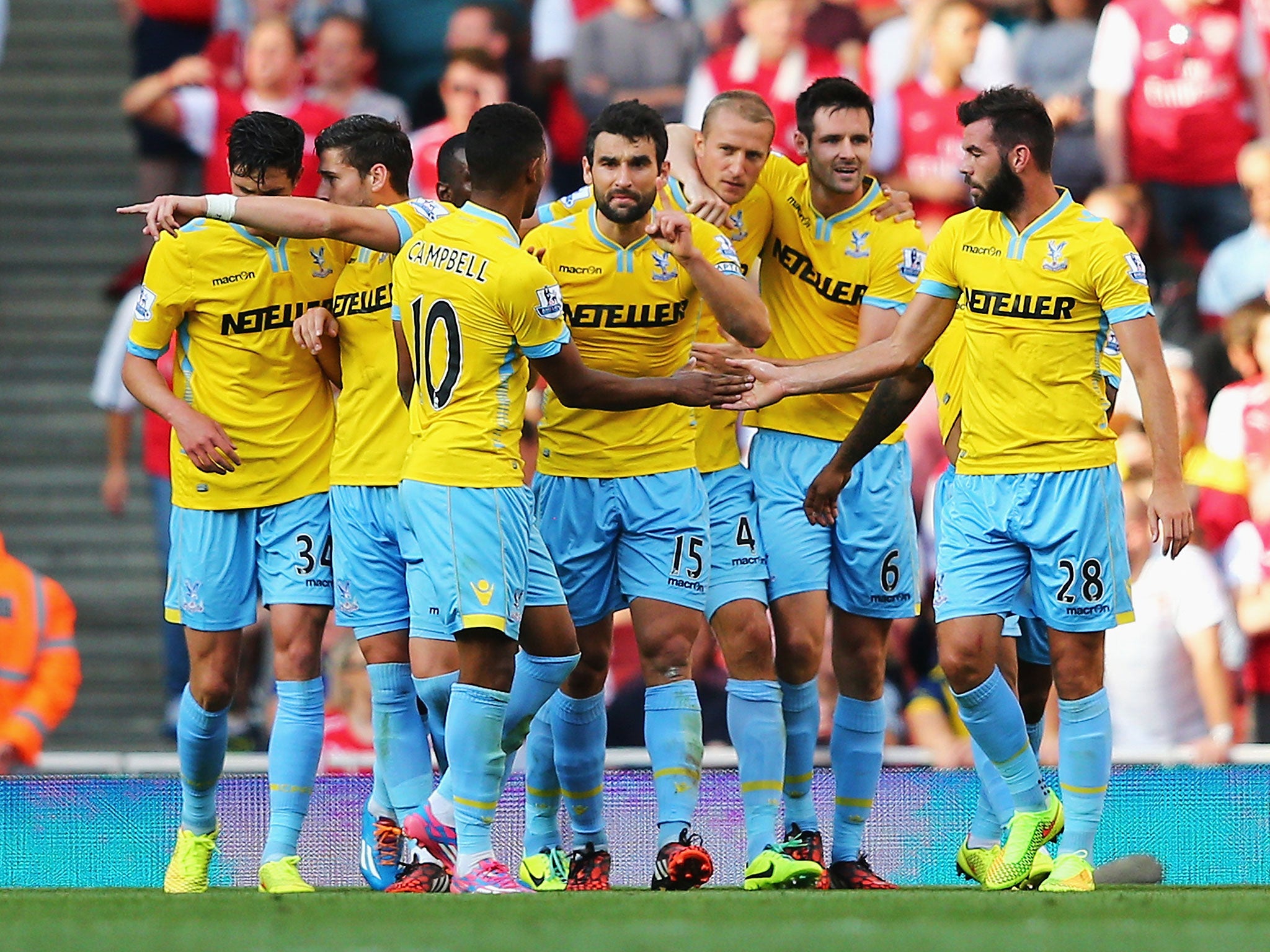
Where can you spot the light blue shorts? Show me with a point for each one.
(1062, 530)
(543, 589)
(868, 560)
(466, 552)
(370, 573)
(221, 563)
(628, 537)
(1030, 631)
(738, 562)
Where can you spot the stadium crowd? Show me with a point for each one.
(1162, 116)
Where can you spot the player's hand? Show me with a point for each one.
(115, 489)
(768, 387)
(698, 387)
(1170, 518)
(671, 230)
(167, 213)
(311, 327)
(898, 206)
(704, 203)
(206, 443)
(821, 501)
(714, 357)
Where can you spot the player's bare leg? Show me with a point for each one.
(856, 743)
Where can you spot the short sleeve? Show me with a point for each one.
(895, 262)
(1119, 276)
(780, 174)
(939, 278)
(717, 248)
(535, 309)
(164, 299)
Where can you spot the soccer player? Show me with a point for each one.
(734, 143)
(253, 425)
(835, 278)
(475, 311)
(365, 162)
(620, 501)
(1042, 282)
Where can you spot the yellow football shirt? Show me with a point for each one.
(373, 427)
(817, 273)
(1038, 309)
(231, 298)
(633, 311)
(748, 224)
(474, 305)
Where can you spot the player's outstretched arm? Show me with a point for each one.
(276, 215)
(575, 385)
(913, 337)
(1168, 511)
(889, 405)
(203, 439)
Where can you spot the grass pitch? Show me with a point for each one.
(1119, 919)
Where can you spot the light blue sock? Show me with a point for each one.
(801, 703)
(1083, 767)
(672, 734)
(401, 741)
(992, 715)
(295, 748)
(474, 736)
(435, 695)
(855, 752)
(541, 786)
(757, 729)
(995, 808)
(579, 728)
(201, 742)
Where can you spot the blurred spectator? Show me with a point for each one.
(471, 79)
(121, 409)
(40, 667)
(349, 730)
(339, 63)
(1237, 270)
(163, 32)
(917, 139)
(835, 25)
(1173, 81)
(634, 52)
(773, 60)
(1165, 677)
(1171, 278)
(179, 100)
(898, 51)
(1053, 58)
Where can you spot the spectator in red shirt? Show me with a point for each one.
(917, 139)
(179, 100)
(771, 60)
(473, 79)
(1174, 82)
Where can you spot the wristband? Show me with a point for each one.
(221, 207)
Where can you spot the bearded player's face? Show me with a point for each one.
(624, 175)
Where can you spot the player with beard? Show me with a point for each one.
(835, 278)
(1041, 282)
(620, 501)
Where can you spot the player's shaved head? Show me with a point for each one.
(504, 141)
(748, 106)
(263, 143)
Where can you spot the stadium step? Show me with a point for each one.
(70, 156)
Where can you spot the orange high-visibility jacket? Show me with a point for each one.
(40, 668)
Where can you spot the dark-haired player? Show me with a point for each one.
(1041, 284)
(252, 437)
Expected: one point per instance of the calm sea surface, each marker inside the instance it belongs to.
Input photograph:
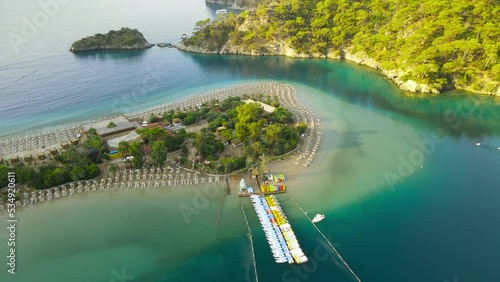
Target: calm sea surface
(406, 193)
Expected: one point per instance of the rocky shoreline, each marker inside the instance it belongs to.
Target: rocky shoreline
(123, 39)
(105, 48)
(281, 49)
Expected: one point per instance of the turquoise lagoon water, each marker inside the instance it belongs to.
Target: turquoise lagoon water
(437, 222)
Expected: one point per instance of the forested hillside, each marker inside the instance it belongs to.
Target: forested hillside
(440, 44)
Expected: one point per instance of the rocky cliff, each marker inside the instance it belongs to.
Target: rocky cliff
(123, 39)
(235, 4)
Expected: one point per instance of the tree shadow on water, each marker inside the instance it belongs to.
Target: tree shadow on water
(352, 139)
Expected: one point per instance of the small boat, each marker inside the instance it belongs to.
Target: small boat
(318, 218)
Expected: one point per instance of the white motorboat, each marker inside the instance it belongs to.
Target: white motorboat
(317, 218)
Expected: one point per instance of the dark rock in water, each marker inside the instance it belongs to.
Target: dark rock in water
(164, 45)
(123, 39)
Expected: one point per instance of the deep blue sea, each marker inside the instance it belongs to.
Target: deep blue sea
(407, 194)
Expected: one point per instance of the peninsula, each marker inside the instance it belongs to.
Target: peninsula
(199, 139)
(123, 39)
(425, 46)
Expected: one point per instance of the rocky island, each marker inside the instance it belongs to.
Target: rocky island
(123, 39)
(422, 46)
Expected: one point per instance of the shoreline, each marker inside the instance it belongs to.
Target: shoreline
(165, 177)
(394, 76)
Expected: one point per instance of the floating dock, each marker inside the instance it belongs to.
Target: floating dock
(279, 233)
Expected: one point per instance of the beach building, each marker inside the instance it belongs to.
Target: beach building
(121, 127)
(129, 137)
(236, 142)
(177, 121)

DESCRIPTION OF THE TASK => Rewrite the records from their beginning through the line holding "(1119, 919)", inclusive, keeping every line and reducing each point coordinate by 143. Omit the pictures from your answer.

FULL ANSWER =>
Where can you spot the light blue shorts? Show me with a point for each one.
(919, 387)
(400, 446)
(725, 417)
(323, 409)
(227, 430)
(78, 420)
(485, 394)
(887, 488)
(595, 419)
Where can you spot the stadium crowd? Show me with a point for each one.
(1019, -27)
Where can you spot the player's hand? Show me with a point for each one.
(-28, 346)
(625, 244)
(555, 244)
(1027, 375)
(528, 87)
(24, 70)
(168, 184)
(755, 63)
(561, 60)
(63, 300)
(678, 358)
(571, 214)
Where can you spot the player's bare leg? Show me with a point for each one.
(713, 600)
Where can you spot the short sleeve? Show me with a point for each one.
(752, 119)
(976, 133)
(637, 31)
(796, 135)
(574, 105)
(392, 166)
(21, 156)
Where can you spot the soccer player? Show me with a point for each one.
(591, 0)
(110, 282)
(692, 135)
(332, 168)
(222, 19)
(477, 358)
(899, 139)
Where can you spot the yellow football shirt? Show me with a point for each one.
(230, 284)
(674, 130)
(895, 166)
(88, 155)
(490, 168)
(605, 81)
(331, 162)
Where can you spot the player's outstretched arm? Show me with a point for each one.
(133, 72)
(432, 242)
(770, 194)
(1025, 368)
(746, 262)
(60, 296)
Where can you spot the grass pitch? Show me with a point for each one.
(976, 776)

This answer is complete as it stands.